* start Supplied records *

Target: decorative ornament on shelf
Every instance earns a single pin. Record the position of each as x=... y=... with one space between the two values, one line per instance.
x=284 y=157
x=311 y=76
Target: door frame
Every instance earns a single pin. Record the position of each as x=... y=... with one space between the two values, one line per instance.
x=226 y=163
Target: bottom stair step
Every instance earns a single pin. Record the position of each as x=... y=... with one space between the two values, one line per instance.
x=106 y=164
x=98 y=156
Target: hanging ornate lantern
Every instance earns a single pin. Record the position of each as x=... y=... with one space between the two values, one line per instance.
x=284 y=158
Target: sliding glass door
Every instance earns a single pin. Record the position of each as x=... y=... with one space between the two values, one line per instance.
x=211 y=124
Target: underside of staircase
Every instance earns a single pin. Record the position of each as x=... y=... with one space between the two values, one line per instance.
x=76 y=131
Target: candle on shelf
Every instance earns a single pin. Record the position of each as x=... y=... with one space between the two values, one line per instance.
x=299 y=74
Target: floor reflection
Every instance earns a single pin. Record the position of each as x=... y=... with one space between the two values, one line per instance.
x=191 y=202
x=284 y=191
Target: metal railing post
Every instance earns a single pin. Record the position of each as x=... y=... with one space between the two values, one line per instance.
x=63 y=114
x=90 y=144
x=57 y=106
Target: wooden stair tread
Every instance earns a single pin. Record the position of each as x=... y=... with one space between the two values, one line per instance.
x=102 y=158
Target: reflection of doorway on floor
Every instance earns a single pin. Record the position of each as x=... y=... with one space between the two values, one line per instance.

* end Supplied records *
* start Supplied records *

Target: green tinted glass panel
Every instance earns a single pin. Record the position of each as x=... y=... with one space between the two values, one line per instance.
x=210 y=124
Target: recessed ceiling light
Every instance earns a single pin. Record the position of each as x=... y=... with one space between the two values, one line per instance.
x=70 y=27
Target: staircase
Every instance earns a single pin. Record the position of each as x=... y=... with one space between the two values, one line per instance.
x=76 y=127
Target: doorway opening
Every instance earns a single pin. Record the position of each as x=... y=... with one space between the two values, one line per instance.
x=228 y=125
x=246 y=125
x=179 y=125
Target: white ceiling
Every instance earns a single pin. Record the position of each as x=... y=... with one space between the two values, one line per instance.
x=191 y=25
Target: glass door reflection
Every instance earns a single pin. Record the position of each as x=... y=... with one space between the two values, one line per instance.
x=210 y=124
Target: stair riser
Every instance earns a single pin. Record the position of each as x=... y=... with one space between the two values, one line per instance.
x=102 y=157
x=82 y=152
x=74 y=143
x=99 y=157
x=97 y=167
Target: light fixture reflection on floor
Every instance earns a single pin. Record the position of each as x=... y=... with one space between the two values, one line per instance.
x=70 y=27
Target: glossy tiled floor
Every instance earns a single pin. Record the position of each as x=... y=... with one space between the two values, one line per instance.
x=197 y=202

* end Supplied records *
* start Supplied records *

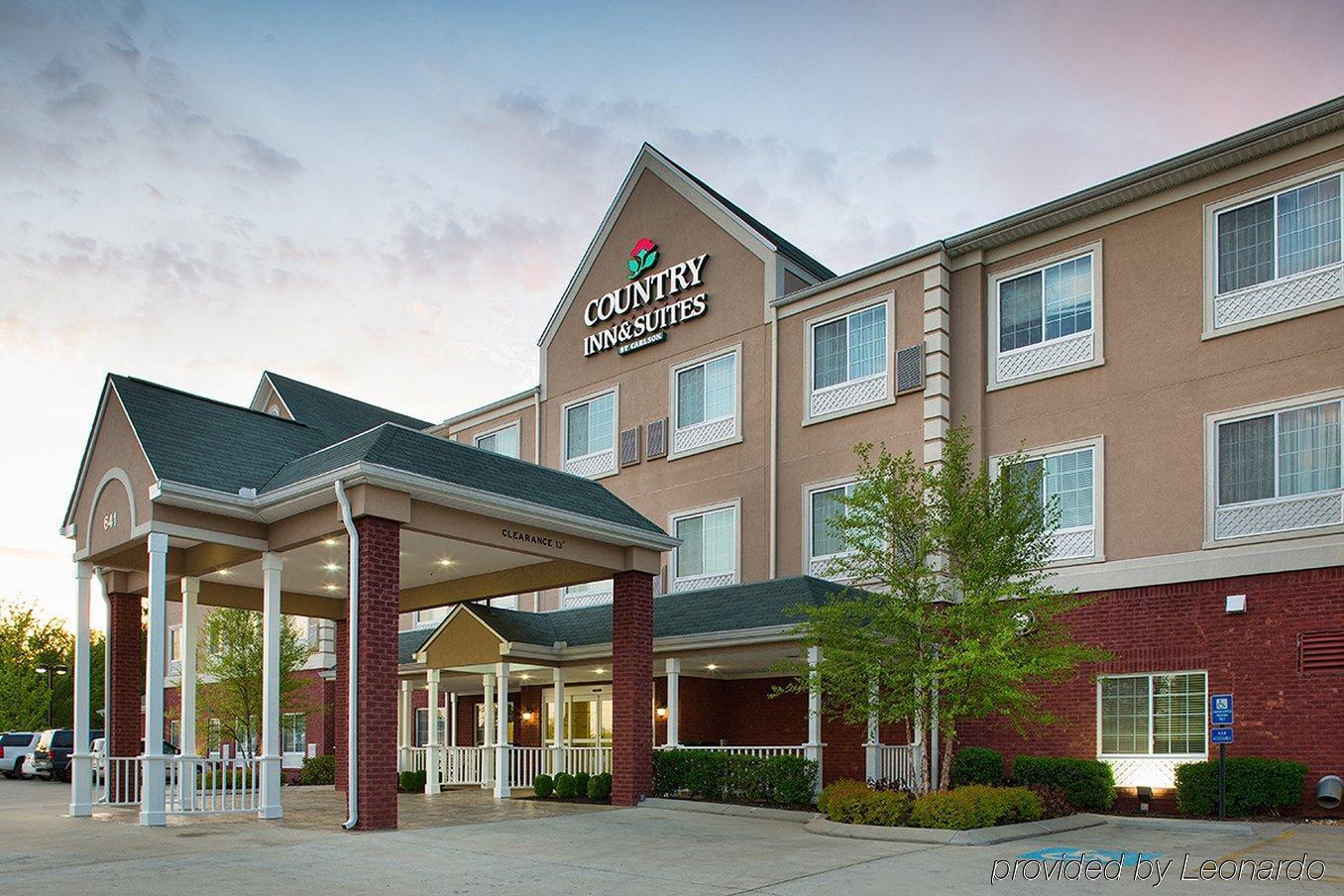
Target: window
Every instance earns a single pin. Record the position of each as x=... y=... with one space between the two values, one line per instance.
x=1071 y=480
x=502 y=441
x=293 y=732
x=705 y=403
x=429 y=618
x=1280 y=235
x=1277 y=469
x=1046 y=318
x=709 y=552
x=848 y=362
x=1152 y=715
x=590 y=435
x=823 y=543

* end Supplied records *

- _Request_: Update the data from the line with "Target: decorative ornament on shelf" to the line with "x=284 y=158", replacing "single pin" with "single marker" and leaving everything else unchanged. Return only those lines.

- _Output below_:
Target: decorative ornament on shelf
Every instance earns a single marker. Record the position of each as x=... y=... with one space between the two values, one line per instance.
x=284 y=157
x=311 y=76
Target: door frame
Every instance earns a single marker. Record the position of each as x=... y=... with one space between the two values, one line per instance.
x=226 y=163
Target: bottom stair step
Every instance earns a single marker. Record the position of each as x=... y=... with one space between the two values, one line per instance.
x=106 y=164
x=98 y=156
Target: hanging ornate lantern
Every instance earns a single marker. Record the position of each as x=... y=... with one space between the two values, one line per instance.
x=284 y=158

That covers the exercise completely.